Top of EXERCISE TEXT
By the 1870s it was the most powerful benevolent & immigrant-aid lodge in the country.
The qualifications for membership were set around 1836-38. All members had to be Roman Catholics & Irish or of Irish descent, & none "shall join in any secret societies contrary to the laws of the Catholic Church."
- Wayne G. Broehl, Jr., The Molly Maquires, chap. II
[Pinkerton Detective Agency agent James] McParlan - When there is a job to be done (men to be beaten or murdered) the matter is never brought up in open lodge - but the Bodymaster receives the grievance or complaint & appoints a man or men privately & secretly notifies them of what they are to do, and then the "job" is done, & the members of the lodge are never made aware of the transaction, or who the avengers are which must be kept a profound secret.
There was then an inner circle, composed of AOH bodymasters & other officers, who acted, sometimes singly, more often in concert, to settle grievances privately. The AOH membership probably knew in a general way that such a system existed, but were not made privy to the plans. In the anthracite region most people used the name Molly Maguires as synonymous with AOH lodges.
- Wayne Broehl, Jr., The Molly Maguires, p. 169
A.O.H., Molly Maguires, & the Catholic Church -
In 1875 Father O'Reilly (in Shenandoah) read a long list of names of members from the pulpit & asked the congregation to pray for their lost souls. Though far short of formal excommunication, it was a startling experience for the members involved.
- Broehl, The M. Maquires
Public opinion was bitterly against the Molly Maguires. This had been true for over 10 years (1875). The notion of forming vigilante groups had been openly advocated (even in the press) as far back as the late 1860s.
At 3 a.m. Dec. 10, 1875 the Wiggins Patch murders took place.
The Freeman's Journal said, "The exceedingly ugly fact exists that while some archbishops & bishops declare, as of their personal & sure knowledge, that the AOH is such a society as falls under the condemnation of the Catholic Church, other Catholic prelates treat the society as composed for the most part of Catholics obedient to their wishes."
James Frederic Wood became Archbishop in Feb. 1875; flatly opposed to M. M.s. In a pastoral Jan. 1864 he had roundly condemned the "Molly Maguires & others." Not a formal excommunication but a severe warning. After the Wiggans Patch affair, on Dec. 15, 1875, he reissued his pastoral, significantly adding after "the Molly Maquires" the additional words "otherwise the Ancient Order of Hibernians." The following Sunday it was read in most of the parish churches of Schuylkill Co.. This time there was no doubt about it being an excommunication. Rev. Daniel O'Connor of Mahanog Plane said that Sunday when he read the Archbishop's letter, "Beware of the Molly Maguires. If you have a brother among them, pray for his repentance but have nothing further to do with him - remember that he is cut off from the Church."
Bottom of EXERCISE TEXT
Top of EXTRACTED MATERIAL
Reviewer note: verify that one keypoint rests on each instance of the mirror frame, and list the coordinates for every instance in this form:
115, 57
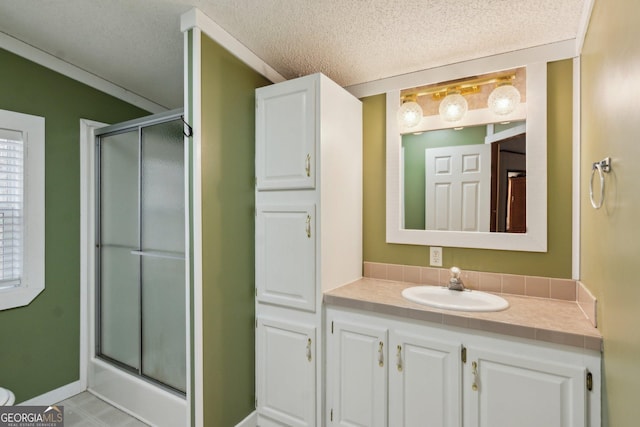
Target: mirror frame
535, 239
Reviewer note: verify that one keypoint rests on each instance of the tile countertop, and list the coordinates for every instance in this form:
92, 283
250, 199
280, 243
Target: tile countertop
559, 322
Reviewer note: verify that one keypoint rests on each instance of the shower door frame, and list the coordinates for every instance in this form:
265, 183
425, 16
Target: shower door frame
142, 397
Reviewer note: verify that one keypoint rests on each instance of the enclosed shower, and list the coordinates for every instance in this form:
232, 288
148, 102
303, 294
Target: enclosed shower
140, 285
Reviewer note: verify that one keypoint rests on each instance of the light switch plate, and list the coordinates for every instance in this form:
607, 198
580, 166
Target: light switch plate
435, 256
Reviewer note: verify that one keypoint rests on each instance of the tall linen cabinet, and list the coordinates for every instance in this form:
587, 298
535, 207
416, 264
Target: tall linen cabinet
308, 236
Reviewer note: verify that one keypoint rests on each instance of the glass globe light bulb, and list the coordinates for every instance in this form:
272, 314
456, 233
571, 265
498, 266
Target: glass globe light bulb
504, 99
453, 107
409, 114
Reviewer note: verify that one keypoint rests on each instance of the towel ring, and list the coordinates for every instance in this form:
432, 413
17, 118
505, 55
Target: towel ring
602, 167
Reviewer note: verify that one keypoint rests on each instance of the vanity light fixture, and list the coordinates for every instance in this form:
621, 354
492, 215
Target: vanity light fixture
410, 112
452, 100
504, 98
453, 107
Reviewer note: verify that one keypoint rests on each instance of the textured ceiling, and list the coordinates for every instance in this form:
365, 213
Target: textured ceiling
137, 44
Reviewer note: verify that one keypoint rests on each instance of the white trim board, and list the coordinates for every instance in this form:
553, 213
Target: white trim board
197, 369
250, 421
575, 221
195, 18
546, 53
56, 64
583, 25
55, 396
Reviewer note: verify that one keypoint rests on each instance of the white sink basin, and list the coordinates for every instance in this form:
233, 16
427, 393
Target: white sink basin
467, 300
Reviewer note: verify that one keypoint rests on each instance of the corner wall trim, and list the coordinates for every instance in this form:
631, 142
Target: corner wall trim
195, 18
250, 421
53, 63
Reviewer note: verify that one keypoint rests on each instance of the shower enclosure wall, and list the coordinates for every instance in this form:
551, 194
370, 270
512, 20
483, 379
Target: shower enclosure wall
140, 288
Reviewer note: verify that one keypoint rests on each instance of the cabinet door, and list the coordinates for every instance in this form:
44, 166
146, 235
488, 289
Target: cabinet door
285, 256
286, 372
357, 359
506, 390
425, 379
285, 135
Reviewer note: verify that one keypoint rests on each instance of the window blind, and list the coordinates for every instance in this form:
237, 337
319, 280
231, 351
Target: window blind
11, 207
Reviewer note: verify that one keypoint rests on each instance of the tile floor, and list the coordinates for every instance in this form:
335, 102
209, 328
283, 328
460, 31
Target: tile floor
86, 410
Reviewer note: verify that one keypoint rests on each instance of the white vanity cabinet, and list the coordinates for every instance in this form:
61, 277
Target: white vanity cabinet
285, 255
424, 378
286, 358
507, 385
449, 377
357, 373
286, 135
423, 371
308, 236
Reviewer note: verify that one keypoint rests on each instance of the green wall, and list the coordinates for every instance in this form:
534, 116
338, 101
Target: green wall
228, 151
554, 263
40, 343
610, 246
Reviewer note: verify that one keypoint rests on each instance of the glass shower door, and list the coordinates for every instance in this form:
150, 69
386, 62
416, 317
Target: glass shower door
141, 252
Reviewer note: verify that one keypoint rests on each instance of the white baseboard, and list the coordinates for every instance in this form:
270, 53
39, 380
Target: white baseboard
250, 421
55, 396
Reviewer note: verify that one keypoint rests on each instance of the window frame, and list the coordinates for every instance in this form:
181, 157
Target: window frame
32, 281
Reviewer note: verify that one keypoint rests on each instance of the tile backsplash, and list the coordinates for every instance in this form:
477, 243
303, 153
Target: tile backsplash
531, 286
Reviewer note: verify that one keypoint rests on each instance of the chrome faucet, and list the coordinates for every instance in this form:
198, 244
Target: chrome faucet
455, 283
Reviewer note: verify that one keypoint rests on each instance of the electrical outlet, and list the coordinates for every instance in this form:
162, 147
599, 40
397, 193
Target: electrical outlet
435, 256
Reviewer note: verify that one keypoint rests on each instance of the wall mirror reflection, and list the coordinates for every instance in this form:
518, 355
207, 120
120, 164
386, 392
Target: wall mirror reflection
466, 161
470, 179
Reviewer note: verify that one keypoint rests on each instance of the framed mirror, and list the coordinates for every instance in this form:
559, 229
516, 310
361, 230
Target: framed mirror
503, 207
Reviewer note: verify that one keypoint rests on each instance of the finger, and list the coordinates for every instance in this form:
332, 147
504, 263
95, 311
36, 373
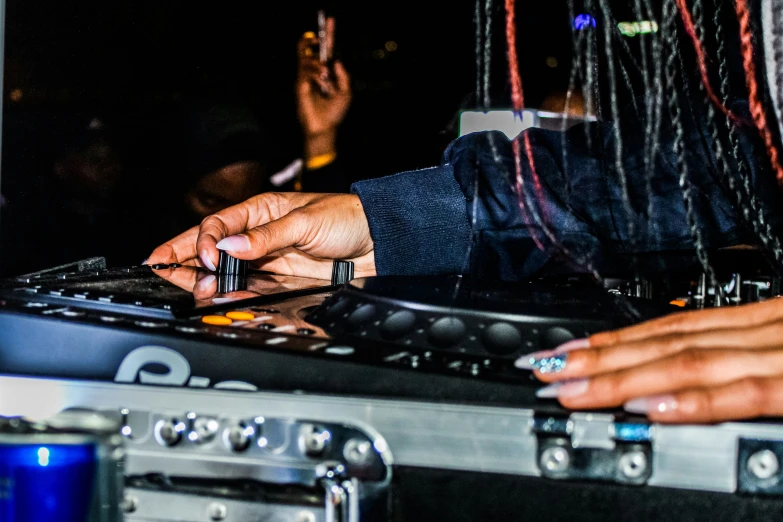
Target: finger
330, 26
239, 218
287, 231
681, 371
551, 366
205, 286
305, 45
754, 314
181, 249
343, 79
746, 398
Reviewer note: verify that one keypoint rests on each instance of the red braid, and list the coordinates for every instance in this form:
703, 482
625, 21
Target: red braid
518, 102
756, 109
701, 56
Bottom of EXTRACTED MATERIAL
■ **APPLY WHAT YOU READ**:
- A) From the notes on the Molly Maguires, list every Catholic clergyman identified by name.
- B) Write the next part of the notes on the Molly Maguires, picking up right after their final sentence.

■ **ANSWERS FOR EACH ITEM**:
- A)
Father O'Reilly (in Shenandoah)
James Frederic Wood (Archbishop from Feb. 1875)
Rev. Daniel O'Connor of Mahanog Plane

- B)
In the 1877 National Convention of the A.O.H. issued an "Address to the People of the U.S.": "For some time a stigma or cloud has rested over the Ancient Order of Hibernians on account of certain portions of Penn.. ...The Order does not recognize any connection with...that terrible band of misguided men." After a searching investigation it had been decided "to cut off from all connections with our organization the Schuylkill, Carbon, Northumberland, & Columbia County lodges." The A.O.H. said it realized that because of this action "a great number of good men would suffer for the misdeeds of a few...but the character of the organization was involved."
The authors feel that there was an inner circle of men in the lodges that were the Mollys, & that the membership in general was not connected with the crimes.
The Civil War left Anglo-American relations strained. The Am. Irish rejoiced at this & tried to use it to turn the U.S. government to a pro-Irish-freedom policy.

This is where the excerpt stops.